Made in Dagenham

In 1968, Ford Motors employed around 40,000 British in their UK factories, including one in Dagenham (Essex). Apparently, while General Motors tried to work with unions, Ford constantly looked for skeezy ways to pay workers less, and this led to strikes in which the men would stop work for a day and so on, shutting the plants down to force Ford to negotiate with the union.

Then one day, the women – sewing machinists who put together the upholstery in the cars – did the same thing, and all hell broke loose. Made in Dagenham is based on their true story. Like A League of Their Own, it even ends with some interviews of the actual women who were involved.

The basic story is a matter of history, so I’m going to spoil it for you. Ford had pay grades, and one day, they downgraded the sewing machinists’ grade from C to B, and informed them they’d be paid 15% less than men in Category B. It was standard procedure in those days to blatantly pay people with vaginas less than people with penises, for the exact same work or level of effort and training. Nowadays, companies have to be sneaky and find other ways to pay women less. Woohoo? The pay gap has narrowed considerably since then, but it hasn’t proven a full solution.

(Side note: it’s interesting that the US had an Equal Pay Act allegedly ensuring same pay regardless of gender, but Ford – a company that’s always branded itself as super patriotic American – eagerly took advantage of the UK’s lack of such a law.)

The women have one ally – a union man who advises them on the ways of union negotiations (the women do all the work; he just familiarizes them with the unfamiliar strategies and helps them assess the union’s responses). He and his siblings were raised by their mother, alone, who was paid less than half what the men got paid for the same work as she did, so he’s always been sympathetic to the needs of women in the workplace. He explains to them that it’s not about the pay grades: it’s about paying women at equal rates to men.

At first, the men in the plant – some of whom are husbands of the seamstresses – are neutral or supportive. Until the assembly line runs completely out of finished seat covers, and the plant shuts down. Then it’s time to blame the women, of course. Do the other unions join with the women in solidarity? Not at first. Stock footage shows real men – white and black – complaining that of course men should be paid more because they’re breadwinners (once again, female breadwinners get erased from the social landscape), and therefore they don’t support the women in their strike. Men’s strikes are perceived as important for labor; women’s strikes are just a bit of fun, since their jobs are just a bit of fun.

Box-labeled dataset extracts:
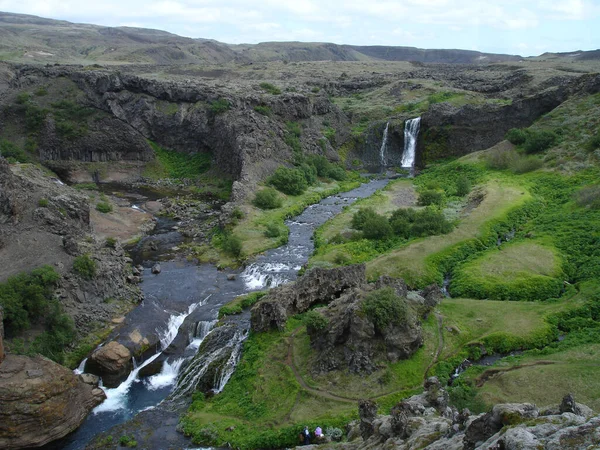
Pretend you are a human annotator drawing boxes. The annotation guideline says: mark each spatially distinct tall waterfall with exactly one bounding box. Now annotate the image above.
[402,117,421,169]
[379,122,390,169]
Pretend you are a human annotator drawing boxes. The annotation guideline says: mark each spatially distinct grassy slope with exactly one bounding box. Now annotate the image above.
[367,180,531,286]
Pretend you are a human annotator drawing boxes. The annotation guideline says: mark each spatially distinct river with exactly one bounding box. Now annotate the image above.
[46,179,389,450]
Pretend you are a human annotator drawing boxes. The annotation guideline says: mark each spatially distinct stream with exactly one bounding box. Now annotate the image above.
[50,179,389,450]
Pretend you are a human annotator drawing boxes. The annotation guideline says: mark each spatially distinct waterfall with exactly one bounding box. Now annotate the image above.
[171,328,248,400]
[379,122,390,169]
[401,117,421,169]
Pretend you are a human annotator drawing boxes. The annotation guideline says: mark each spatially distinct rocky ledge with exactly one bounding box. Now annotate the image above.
[316,377,600,450]
[0,354,106,450]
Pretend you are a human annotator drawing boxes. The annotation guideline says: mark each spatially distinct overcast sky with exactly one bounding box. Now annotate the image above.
[0,0,600,56]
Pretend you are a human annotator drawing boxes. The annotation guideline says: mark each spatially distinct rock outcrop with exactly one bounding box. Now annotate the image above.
[343,384,600,450]
[0,354,106,450]
[251,265,439,373]
[85,341,133,387]
[0,306,4,364]
[251,264,366,332]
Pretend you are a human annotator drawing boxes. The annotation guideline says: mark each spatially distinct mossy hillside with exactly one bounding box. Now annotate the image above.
[367,178,531,287]
[451,241,564,300]
[182,319,356,449]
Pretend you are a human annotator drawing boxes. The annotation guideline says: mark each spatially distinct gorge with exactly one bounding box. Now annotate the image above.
[0,9,600,450]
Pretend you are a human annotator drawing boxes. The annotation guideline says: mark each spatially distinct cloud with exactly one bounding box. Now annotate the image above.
[0,0,600,53]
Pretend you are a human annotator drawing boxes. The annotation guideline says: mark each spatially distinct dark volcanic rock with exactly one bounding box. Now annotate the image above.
[0,306,4,364]
[251,264,366,331]
[85,341,133,387]
[0,355,106,450]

## [Exercises]
1. Quote everything in the Made in Dagenham review from "In 1968, Ford" down to "who were involved.".
2. Answer these questions using the Made in Dagenham review:
(a) Roughly how many British workers did Ford employ in its UK factories in 1968?
(b) From which pay grade to which was the sewing machinists' grade changed?
(c) Who raised the union man and his siblings?
3. Proceed with the Made in Dagenham review, writing on from its final sentence.

## [Responses by task]
1.
In 1968, Ford Motors employed around 40,000 British in their UK factories, including one in Dagenham (Essex). Apparently, while General Motors tried to work with unions, Ford constantly looked for skeezy ways to pay workers less, and this led to strikes in which the men would stop work for a day and so on, shutting the plants down to force Ford to negotiate with the union.

Then one day, the women – sewing machinists who put together the upholstery in the cars – did the same thing, and all hell broke loose. Made in Dagenham is based on their true story. Like A League of Their Own, it even ends with some interviews of the actual women who were involved.

2.
(a) Around 40,000.
(b) From C to B.
(c) Their mother, alone.

3.
But the women refuse to come back to work. They go – uninvited – to speak at the Union meeting where a vote will take place to decide whether the unions of male workers will support them. They speak at the meeting. Well, that is to say, one of them loudly calls one of the speakers on his bullshit from the back row, and when the speaker politely tells her to shut up, one of the union men says he’d like to hear what they have to say. One of the women speaks, and the vote goes in their favor.

Barbara Castle, the Secretary of State for Employment and Productivity, is given the job of ending the strike. She assures the women they will get what they want in time, but for now they must return to work. They stand fast, insisting they need some kind of guarantee. They also remind Castle that she is a working woman, too. They walk out with their pay raised to 92% of what the men are getting. By 1970, Britain passed an Equal Pay Act of their own.

That’s the history, and it’s a rollicking good story, with working class (white) women at the center of it, doing their part to make the world a better place. There are a number of great characters here, with various personalities and conflicts, and while I could talk about how well written they are in detail, you’ve heard it all in other reviews. Something that particularly jumped out at me about this movie was how it treated allies to the cause.

One of the great scenes comes when Rita, the leader, is off to yet another meeting. She’s hardly home anymore, leaving her husband to look after the kids. He’s endured it all silently so far, but as she’s trying to get to her train, he follows her and insists she hear his grievances. He says neither of them have been perfect in all this – that’s fair enough. Then he reminds he he doesn’t screw around on her, doesn’t gamble, doesn’t have a drink problem, and has never raised a hand to her or the kids.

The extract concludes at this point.